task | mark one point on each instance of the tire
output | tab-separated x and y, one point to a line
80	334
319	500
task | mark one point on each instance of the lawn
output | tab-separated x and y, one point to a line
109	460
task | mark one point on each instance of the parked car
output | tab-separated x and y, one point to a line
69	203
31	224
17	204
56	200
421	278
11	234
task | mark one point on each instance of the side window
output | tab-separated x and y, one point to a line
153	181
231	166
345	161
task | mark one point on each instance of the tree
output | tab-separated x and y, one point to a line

##########

Rewrite all of the material above as a numbered list, leaving out any blank lines.

1. task | mark one point on each instance of the tire
2. output | tab-separated x and y, one point to a line
3. 80	334
4. 319	500
5. task | mark one point on each instance of the lawn
6. output | tab-separated x and y, one point to a line
7. 109	460
8. task | mark one point on each instance of the parked car
9. output | tab-separated x and y, one point to a line
10. 69	203
11. 31	224
12. 17	204
13. 56	200
14. 421	278
15. 11	234
16. task | mark one point on each instance of the side window
17. output | tab-separated x and y, one point to a line
18. 153	181
19. 231	166
20. 345	161
21. task | mark one point on each instance of the tree
22. output | tab-separated x and y, one point to a line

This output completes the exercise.